▶ [ИСХОДНЫЙ ТЕКСТ]

━━━━

В число финалистов вошла книга Хорхе Карриона «Книжные магазины».

Книжный магазин – это лишь мысль во времени.

Карлос Паскуаль. «Полномочия читателя»

Нет сомнения, что нередко мне случается говорить о вещах, которые гораздо лучше и правильнее излагались знатоками этих вопросов. Эти опыты – только проба моих природных способностей и ни в коем случае не испытание моих познаний; и тот, кто изобличит меня в невежестве, ничуть меня этим не обидит, так как в том, что я говорю, я не отвечаю даже перед собою, не то что перед другими, и какое-либо самодовольство мне чуждо. Кто хочет знания, пусть ищет его там, где оно находится, и я меньше всего вижу свое призвание в том, чтобы дать его. То, что я излагаю здесь, всего лишь мои фантазии, и с их помощью я стремлюсь дать представление не о вещах, а о себе самом.

━━━━

▶ [ПРЕДОСТАВЛЕННЫЕ МАТЕРИАЛЫ]
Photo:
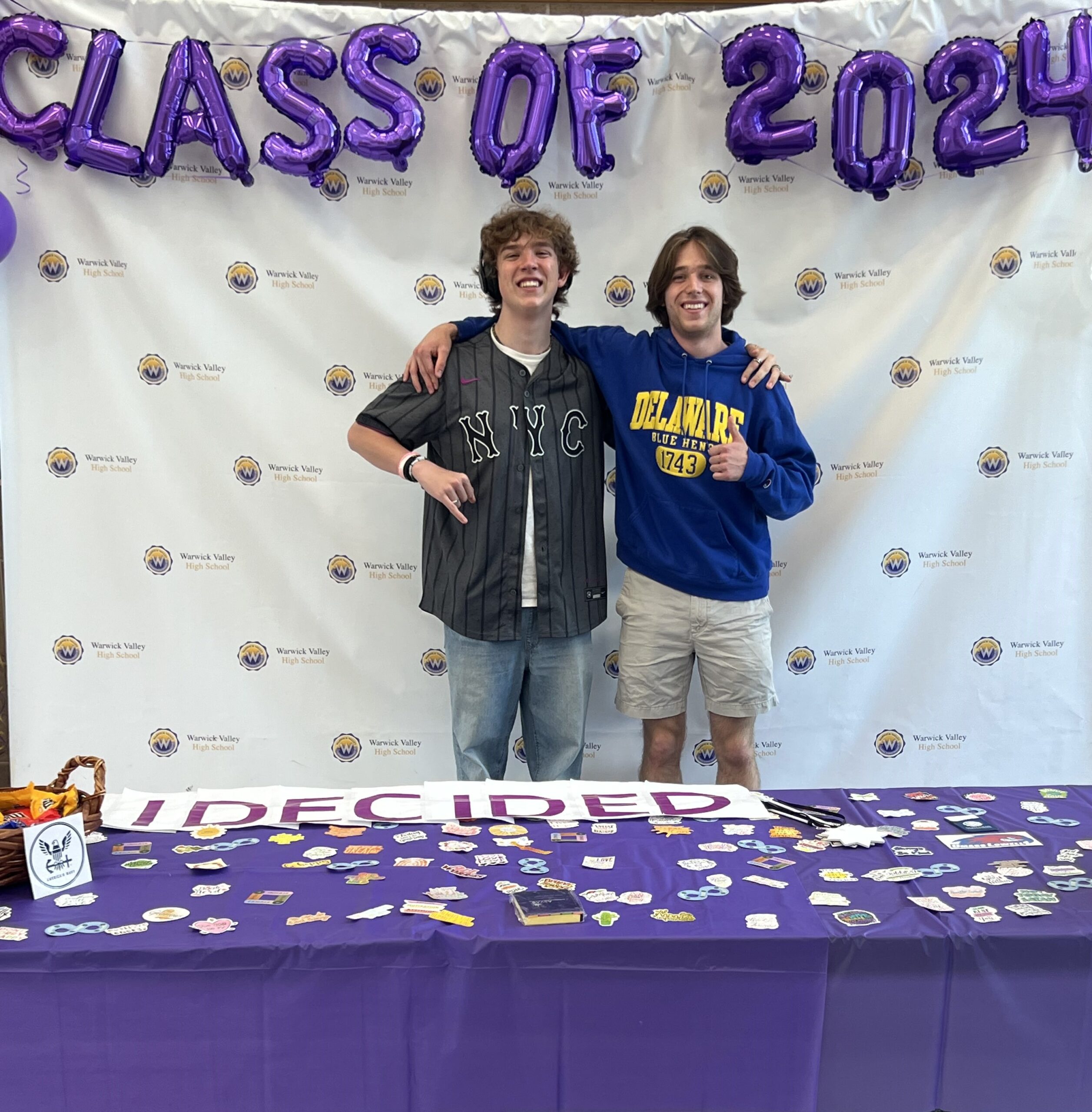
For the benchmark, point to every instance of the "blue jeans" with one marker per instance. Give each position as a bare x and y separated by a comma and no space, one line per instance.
550,681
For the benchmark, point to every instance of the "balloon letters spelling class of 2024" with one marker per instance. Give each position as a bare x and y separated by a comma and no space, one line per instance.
768,60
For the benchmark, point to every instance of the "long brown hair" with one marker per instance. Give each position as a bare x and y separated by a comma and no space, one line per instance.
722,259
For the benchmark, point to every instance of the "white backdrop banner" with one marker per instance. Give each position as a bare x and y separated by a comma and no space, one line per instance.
206,586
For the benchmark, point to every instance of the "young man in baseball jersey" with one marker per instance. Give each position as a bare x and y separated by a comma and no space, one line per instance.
702,464
514,552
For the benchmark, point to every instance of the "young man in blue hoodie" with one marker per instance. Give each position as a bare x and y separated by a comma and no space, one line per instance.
702,464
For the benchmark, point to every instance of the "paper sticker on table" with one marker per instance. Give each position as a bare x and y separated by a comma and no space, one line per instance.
931,904
374,912
856,918
964,891
214,926
72,901
56,855
770,882
1001,840
828,900
762,922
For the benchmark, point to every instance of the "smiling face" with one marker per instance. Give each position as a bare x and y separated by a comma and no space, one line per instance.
530,275
695,294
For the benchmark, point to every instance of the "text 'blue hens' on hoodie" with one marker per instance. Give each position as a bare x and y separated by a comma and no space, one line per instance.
674,522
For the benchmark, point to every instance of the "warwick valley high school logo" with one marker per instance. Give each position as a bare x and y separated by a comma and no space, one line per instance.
346,748
253,656
62,463
164,743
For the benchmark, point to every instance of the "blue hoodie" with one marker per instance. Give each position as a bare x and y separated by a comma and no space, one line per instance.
674,522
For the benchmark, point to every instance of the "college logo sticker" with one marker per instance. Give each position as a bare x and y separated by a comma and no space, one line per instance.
986,651
247,471
890,743
801,661
253,656
68,650
62,463
235,74
53,266
913,176
896,563
714,187
157,559
430,289
619,292
906,372
341,381
811,284
342,570
153,371
1006,263
164,743
816,78
335,185
993,463
625,84
524,192
430,84
346,748
41,66
243,277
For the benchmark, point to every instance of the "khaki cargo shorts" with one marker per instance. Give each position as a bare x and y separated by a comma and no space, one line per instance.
663,631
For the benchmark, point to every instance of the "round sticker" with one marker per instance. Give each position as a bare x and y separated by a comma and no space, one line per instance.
165,914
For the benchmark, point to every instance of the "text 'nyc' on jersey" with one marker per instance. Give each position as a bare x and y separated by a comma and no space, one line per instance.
492,422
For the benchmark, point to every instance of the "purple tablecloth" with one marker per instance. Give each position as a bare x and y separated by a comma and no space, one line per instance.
405,1015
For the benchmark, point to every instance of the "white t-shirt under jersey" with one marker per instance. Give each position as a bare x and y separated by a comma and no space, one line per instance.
528,581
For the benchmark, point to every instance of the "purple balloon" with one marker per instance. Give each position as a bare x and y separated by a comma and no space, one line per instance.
190,68
397,142
873,70
85,145
314,156
1071,97
7,227
751,135
958,142
590,110
44,132
513,160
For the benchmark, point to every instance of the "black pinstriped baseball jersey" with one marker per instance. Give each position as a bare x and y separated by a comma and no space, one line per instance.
488,420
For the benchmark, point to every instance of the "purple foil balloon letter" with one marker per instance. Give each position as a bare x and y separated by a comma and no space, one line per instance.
190,70
317,152
590,109
1071,97
874,70
85,145
751,135
510,162
44,132
957,142
398,142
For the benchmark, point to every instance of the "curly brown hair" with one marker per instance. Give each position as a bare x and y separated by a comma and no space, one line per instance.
722,259
513,223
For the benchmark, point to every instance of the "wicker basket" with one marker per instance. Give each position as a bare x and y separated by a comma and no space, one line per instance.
13,859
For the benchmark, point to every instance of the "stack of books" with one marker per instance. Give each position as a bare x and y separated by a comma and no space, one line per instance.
543,909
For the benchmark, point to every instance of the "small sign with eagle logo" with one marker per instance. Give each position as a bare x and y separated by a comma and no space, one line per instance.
57,857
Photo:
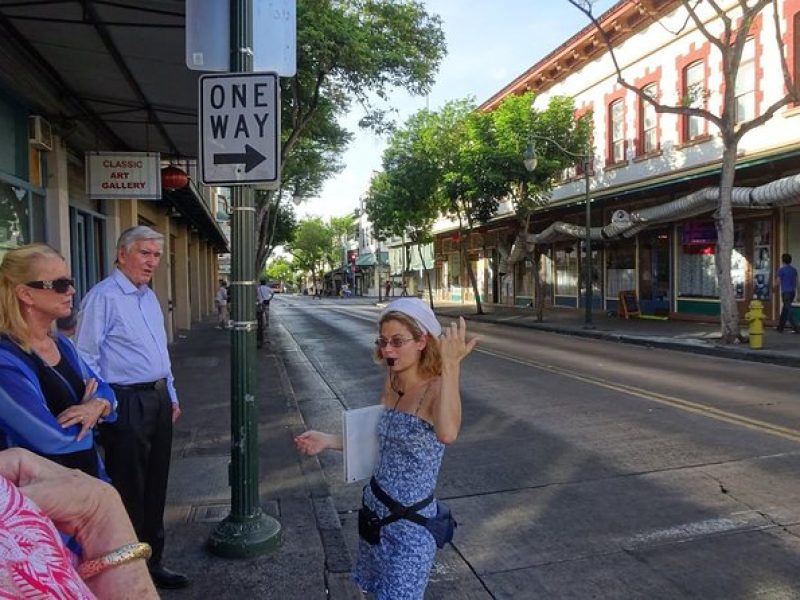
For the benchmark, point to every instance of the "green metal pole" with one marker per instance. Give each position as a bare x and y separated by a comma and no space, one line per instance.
246,531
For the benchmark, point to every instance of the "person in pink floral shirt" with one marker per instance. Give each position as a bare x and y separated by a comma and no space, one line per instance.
39,499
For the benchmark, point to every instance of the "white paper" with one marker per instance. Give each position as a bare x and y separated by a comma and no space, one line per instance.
360,441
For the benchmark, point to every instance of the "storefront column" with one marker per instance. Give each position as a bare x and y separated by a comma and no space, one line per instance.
182,308
194,276
57,201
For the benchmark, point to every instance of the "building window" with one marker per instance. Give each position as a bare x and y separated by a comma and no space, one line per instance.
616,130
698,275
648,134
694,94
566,270
15,218
745,92
620,269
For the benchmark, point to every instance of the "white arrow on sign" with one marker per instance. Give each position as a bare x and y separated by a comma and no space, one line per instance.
239,128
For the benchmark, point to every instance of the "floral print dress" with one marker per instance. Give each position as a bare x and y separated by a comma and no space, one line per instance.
408,465
33,561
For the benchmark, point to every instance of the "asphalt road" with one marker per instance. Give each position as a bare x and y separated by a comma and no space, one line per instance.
585,468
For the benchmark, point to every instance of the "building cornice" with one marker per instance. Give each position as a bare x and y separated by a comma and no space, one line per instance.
621,21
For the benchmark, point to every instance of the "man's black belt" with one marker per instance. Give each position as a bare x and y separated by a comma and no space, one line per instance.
129,387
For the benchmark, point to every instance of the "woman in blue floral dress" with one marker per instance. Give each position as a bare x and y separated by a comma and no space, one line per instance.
423,402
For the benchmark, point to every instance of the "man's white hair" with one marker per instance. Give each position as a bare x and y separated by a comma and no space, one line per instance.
137,234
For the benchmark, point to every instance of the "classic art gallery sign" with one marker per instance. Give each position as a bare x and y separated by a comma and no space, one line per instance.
123,175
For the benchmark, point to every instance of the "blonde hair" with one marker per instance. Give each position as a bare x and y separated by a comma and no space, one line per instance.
430,361
19,266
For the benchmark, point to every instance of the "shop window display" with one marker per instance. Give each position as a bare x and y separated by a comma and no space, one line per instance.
620,270
697,269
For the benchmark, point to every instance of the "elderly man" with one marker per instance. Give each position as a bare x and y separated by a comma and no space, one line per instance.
122,336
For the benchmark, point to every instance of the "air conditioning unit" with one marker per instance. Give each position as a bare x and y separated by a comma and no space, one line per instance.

━━━━

▶ [ЗАДАНИЯ]
**A.** Продублируйте без изменений фрагмент исходного текста. Начните со слов «Нет сомнения, что» и остановитесь после слов «а о себе самом.».
**B.** Ответьте на вопросы по исходному тексту:
(i) Чья книга вошла в число финалистов?
(ii) Из какого произведения взята фраза «Книжный магазин – это лишь мысль во времени»?
(iii) Согласно последнему абзацу, о чём не стремятся дать представление излагаемые фантазии и о ком стремятся?

▶ [ОТВЕТЫ]
**A.**
Нет сомнения, что нередко мне случается говорить о вещах, которые гораздо лучше и правильнее излагались знатоками этих вопросов. Эти опыты – только проба моих природных способностей и ни в коем случае не испытание моих познаний; и тот, кто изобличит меня в невежестве, ничуть меня этим не обидит, так как в том, что я говорю, я не отвечаю даже перед собою, не то что перед другими, и какое-либо самодовольство мне чуждо. Кто хочет знания, пусть ищет его там, где оно находится, и я меньше всего вижу свое призвание в том, чтобы дать его. То, что я излагаю здесь, всего лишь мои фантазии, и с их помощью я стремлюсь дать представление не о вещах, а о себе самом.

**B.**
(i) Книга Хорхе Карриона «Книжные магазины».
(ii) Из произведения Карлоса Паскуаля «Полномочия читателя».
(iii) Не о вещах, а о самом пишущем.